* WHAT TO DO *
Output every entry below verbatim, line for line, in its original order.

* DATA ROWS *
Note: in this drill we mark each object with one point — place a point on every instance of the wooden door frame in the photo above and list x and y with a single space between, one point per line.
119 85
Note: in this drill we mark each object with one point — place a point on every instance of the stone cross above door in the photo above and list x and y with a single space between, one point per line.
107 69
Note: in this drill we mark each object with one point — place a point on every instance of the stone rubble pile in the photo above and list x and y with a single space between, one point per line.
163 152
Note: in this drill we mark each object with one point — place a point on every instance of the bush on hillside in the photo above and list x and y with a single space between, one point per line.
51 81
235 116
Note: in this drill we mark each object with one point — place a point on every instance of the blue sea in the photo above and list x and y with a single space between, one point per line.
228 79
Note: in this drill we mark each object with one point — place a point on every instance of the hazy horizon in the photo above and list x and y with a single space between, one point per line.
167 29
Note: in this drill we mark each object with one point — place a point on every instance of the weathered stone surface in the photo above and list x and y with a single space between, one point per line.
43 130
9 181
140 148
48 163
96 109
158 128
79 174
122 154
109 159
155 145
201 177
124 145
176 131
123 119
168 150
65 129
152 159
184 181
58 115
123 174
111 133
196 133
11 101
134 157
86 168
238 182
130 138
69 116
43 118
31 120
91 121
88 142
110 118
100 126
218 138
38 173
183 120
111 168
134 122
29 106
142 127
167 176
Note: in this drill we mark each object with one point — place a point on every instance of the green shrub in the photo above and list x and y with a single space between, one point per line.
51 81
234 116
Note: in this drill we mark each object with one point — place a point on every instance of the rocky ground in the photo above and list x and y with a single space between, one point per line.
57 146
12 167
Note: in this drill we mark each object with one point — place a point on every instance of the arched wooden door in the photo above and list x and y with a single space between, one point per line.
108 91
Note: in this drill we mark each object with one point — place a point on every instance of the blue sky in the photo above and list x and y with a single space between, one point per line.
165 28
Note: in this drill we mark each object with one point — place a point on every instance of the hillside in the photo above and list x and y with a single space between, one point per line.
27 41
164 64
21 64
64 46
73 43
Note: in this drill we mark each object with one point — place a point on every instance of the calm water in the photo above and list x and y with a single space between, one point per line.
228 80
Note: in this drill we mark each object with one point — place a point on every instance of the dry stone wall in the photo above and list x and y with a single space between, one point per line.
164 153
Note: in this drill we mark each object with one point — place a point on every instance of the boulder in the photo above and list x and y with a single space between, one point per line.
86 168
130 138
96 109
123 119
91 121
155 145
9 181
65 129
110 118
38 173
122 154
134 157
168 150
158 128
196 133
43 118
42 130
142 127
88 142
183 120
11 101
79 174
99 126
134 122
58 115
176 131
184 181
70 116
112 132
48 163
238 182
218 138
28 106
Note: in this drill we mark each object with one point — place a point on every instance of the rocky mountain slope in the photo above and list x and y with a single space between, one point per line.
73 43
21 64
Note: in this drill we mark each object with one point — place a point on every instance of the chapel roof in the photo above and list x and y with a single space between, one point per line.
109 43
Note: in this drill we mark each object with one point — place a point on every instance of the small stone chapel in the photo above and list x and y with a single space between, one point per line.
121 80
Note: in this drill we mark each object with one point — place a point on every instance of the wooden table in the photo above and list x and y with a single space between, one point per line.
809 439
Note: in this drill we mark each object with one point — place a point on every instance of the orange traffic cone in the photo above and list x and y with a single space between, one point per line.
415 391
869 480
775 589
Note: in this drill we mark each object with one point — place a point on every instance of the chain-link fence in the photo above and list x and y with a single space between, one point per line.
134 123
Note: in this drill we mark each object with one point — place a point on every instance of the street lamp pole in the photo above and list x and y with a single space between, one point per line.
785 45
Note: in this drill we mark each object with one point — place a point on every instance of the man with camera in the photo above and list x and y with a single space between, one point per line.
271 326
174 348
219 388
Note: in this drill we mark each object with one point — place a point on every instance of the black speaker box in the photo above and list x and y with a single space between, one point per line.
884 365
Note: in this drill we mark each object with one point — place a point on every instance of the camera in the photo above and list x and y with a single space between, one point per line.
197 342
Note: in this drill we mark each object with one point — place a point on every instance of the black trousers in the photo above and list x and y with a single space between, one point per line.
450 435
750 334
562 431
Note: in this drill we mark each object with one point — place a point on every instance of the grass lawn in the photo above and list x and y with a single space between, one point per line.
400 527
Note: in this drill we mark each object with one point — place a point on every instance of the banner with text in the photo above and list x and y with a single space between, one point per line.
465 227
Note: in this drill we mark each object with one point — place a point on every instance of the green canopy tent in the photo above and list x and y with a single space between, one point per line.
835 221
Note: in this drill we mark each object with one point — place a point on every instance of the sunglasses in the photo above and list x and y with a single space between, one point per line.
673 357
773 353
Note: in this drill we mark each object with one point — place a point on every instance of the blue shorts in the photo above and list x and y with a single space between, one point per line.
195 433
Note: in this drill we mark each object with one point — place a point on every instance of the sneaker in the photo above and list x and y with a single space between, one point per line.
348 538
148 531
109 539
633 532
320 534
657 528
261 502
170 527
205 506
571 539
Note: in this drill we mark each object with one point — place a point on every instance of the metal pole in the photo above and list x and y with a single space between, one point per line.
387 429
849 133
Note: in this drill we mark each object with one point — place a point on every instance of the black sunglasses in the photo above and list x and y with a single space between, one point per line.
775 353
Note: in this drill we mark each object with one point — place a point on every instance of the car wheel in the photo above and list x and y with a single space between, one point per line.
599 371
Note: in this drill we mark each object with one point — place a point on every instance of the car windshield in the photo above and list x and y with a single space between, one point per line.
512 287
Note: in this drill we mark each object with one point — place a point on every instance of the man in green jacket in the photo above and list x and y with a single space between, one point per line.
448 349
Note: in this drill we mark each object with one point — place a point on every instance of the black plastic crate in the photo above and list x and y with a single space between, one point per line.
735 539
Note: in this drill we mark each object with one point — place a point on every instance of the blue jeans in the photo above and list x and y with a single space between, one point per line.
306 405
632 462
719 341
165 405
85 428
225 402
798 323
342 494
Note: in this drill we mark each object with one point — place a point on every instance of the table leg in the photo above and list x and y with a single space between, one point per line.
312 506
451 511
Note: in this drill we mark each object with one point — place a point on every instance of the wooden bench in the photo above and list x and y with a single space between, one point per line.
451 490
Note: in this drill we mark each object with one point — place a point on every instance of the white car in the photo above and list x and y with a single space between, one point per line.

* COMPLETE ANSWER *
Note: in this drill we mark each object with one point — place a point on every instance of the wooden door frame in the photo above and list x and y with a single space between, one point per line.
119 85
Note: in this drill we mark each object with one point — place a point on every instance of the stone cross above door in the photo above and list x and y with a single space between, one point per line.
107 69
Note: in this drill we mark each object with one point — place a point on every instance of the stone rubble pile in the photo above and list x and y with a single space between, one point per line.
163 152
Note: in this drill we mark each object with one point — place a point on every instance of the bush on hillside in the photo above and list x and y with a single space between, one point per line.
51 81
235 116
Note: in this drill we mark each object with one point — place a point on every instance of the blue sea in the photo above and list x and y with a single space between, one point per line.
228 79
Note: in this drill we mark each object with one point — place a point on every instance of the hazy horizon in the photo above and list x and y with a single space between, one point per line.
167 29
Note: in this drill we mark each object with one point — place a point on every instance of the weathered stone surface in the photo above and list x and y with a single space between, one point per line.
43 130
9 181
140 148
48 163
96 109
158 128
79 174
122 154
109 159
155 145
201 177
124 145
176 131
123 119
168 150
65 129
152 159
184 181
58 115
123 174
111 133
196 133
11 101
134 157
86 168
238 182
130 138
69 116
43 118
31 120
91 121
88 142
110 118
100 126
218 138
38 173
183 120
111 168
134 122
29 106
142 127
167 176
Note: in this drill we mark each object with one point — place a point on every instance of the green shrub in the photo above and list x and y with a single space between, one point per line.
51 81
234 116
Note: in this drill we mark each object with one point — place a point on every instance of the rocky ground in the photo above and list x and y with a single space between, one point per line.
57 146
12 167
Note: in this drill we mark each object with one point — place a point on every instance of the arched wooden door in the photo above and list x and y with a single space between, one point per line.
108 91
Note: in this drill we mark each object with one point — place a point on every instance of the blue sky in the photo above and list x and y with a single space between, one point per line.
165 28
Note: in this drill we mark each object with one point — place a point on every instance of the hillside in the photo above and list x and y with a single space between, one point per line.
27 41
164 64
21 64
64 46
73 43
Note: in this drill we mark each object with one point — place a point on every instance of the calm water in the photo above and list x and y with a single space between, one point per line.
228 80
Note: in this drill we mark each object with one point — place a point on every instance of the dry stone wall in the photo above and list x and y with a single space between, one point per line.
164 153
Note: in this drill we mark each object with one point — place a point on every instance of the boulder in the photo above and list x and y with a single space between, one point per line.
86 168
130 138
96 109
123 119
91 121
155 145
9 181
65 129
110 118
38 173
122 154
134 157
168 150
158 128
196 133
43 118
42 130
142 127
88 142
183 120
11 101
79 174
99 126
134 122
58 115
176 131
184 181
70 116
112 132
48 163
238 182
218 138
28 106
Note: in this drill we mark each object with one point — place a point on every instance of the rocky mountain slope in the photo above and list x and y with a single space between, one point per line.
73 43
21 64
Note: in this drill we mark each object with one point — place a point on every instance of the chapel roof in the photo above and list x and y with a single space between, one point per line.
109 43
Note: in this drill we mark each object with one point — place a point on every instance of the small stone chapel in the photo above and list x and y with a single space between, one point per line.
121 80
Note: in this drill we mark each object with one point — place a point on every instance of the wooden table in the photo above and list x and y with a single space between, one point per line.
809 439
Note: in this drill we mark each object with one point — place a point on every instance of the orange traffic cone in the photo above and list x and y with a single space between, one point per line.
415 391
869 480
775 589
Note: in this drill we mark each object with one point — place a point on every instance of the chain-link fence in the photo above and list x and y with a single space between, one point per line.
134 123
Note: in this drill we mark each object with one point — place a point on every instance of the street lamp pole in the photo above and list x and y with a single space between, one point per line.
785 45
Note: in this drill we mark each object with one point — place a point on every instance of the man with camera in the photo above and list x and y with a single space between, one point per line.
271 326
174 348
219 388
Note: in this drill we mark each object with one point — place a point on every instance of the black speaker box in the photo above and list x and y with a single space between, one point per line.
884 365
Note: in this drill we mark each object with one point — place a point on every instance of the camera in the photo above and list x and y with a single space between, one point per line.
197 342
Note: in this drill we mark each object with one point — place a point on every instance of the black trousers in the photo above and list x and y with a single space between, one point per line.
450 435
750 334
562 431
Note: in this drill we mark each object with one point — place a point on every instance of the grass lawn in the photo above and list x and y with a single space between, one point per line.
400 527
Note: in this drill we mark each object with one point — place a point on every instance of the banner with text in the photo above and list x and y with a single space between, one point per line.
465 227
Note: in this drill we mark each object with one point — place a point on every instance of the green canopy tent in the photo above and list x and y with a single space between, one point per line.
835 221
Note: in this drill we mark each object with one point — place a point on every instance of the sunglasses in the photo above and list x and y with a single space between, one point per line.
673 357
773 353
Note: in this drill we mark each object with one point — place a point on every instance of the blue shorts in the photo above and list x and y with a single space between, one point per line.
195 433
Note: in this drill we mark each object with one point — place a point on every instance of the sneaker in the photo above and list x and y with a single space between, one point per line.
348 538
148 531
109 539
633 532
320 534
657 528
261 502
170 527
205 506
571 539
Note: in this drill we mark each object with one point — place a point on every instance of the metal pole in the photo above and list x and y with a single space between, one point per line.
387 429
849 133
Note: in this drill we mark each object with one point — place a point on every instance of the black sunglasses in the photo above and list x and y with a single space between, one point per line.
775 353
Note: in this drill we mark each object with one point — place a point on every instance of the car wheel in the photo above and list x and y with a single space between, one point per line.
599 371
Note: in this drill we mark each object with one point — place a point on every instance of the car windshield in the photo above and list x and y with a single space between, one point per line.
512 287
Note: in this drill we mark each object with one point — place a point on every instance of the man in green jacket in the photo above and list x and y with a single space between, one point per line.
448 349
Note: in this drill we mark each object with one point — place a point on every instance of the black plastic crate in the photo above and list x and y with a single space between, one point per line.
735 539
Note: in this drill we mark each object with one point — place a point on every instance of the blue jeans in the photo above and list x and y with a single space between, one point per line.
306 405
632 462
719 341
165 405
85 428
225 402
798 323
342 494
Note: in this drill we mark each object with one point — place a point on every instance of the table leg in the photo above and list x and y with a single space between, one point per line.
312 506
451 511
Note: in this drill we mark each object with one point — place a point on every instance of the wooden bench in the photo above and list x and y with a single space between, one point per line.
451 490
Note: in this drill we mark each object with one point — place a point on every instance of the white car in the photo above and list x and y with a single space between, one point per line.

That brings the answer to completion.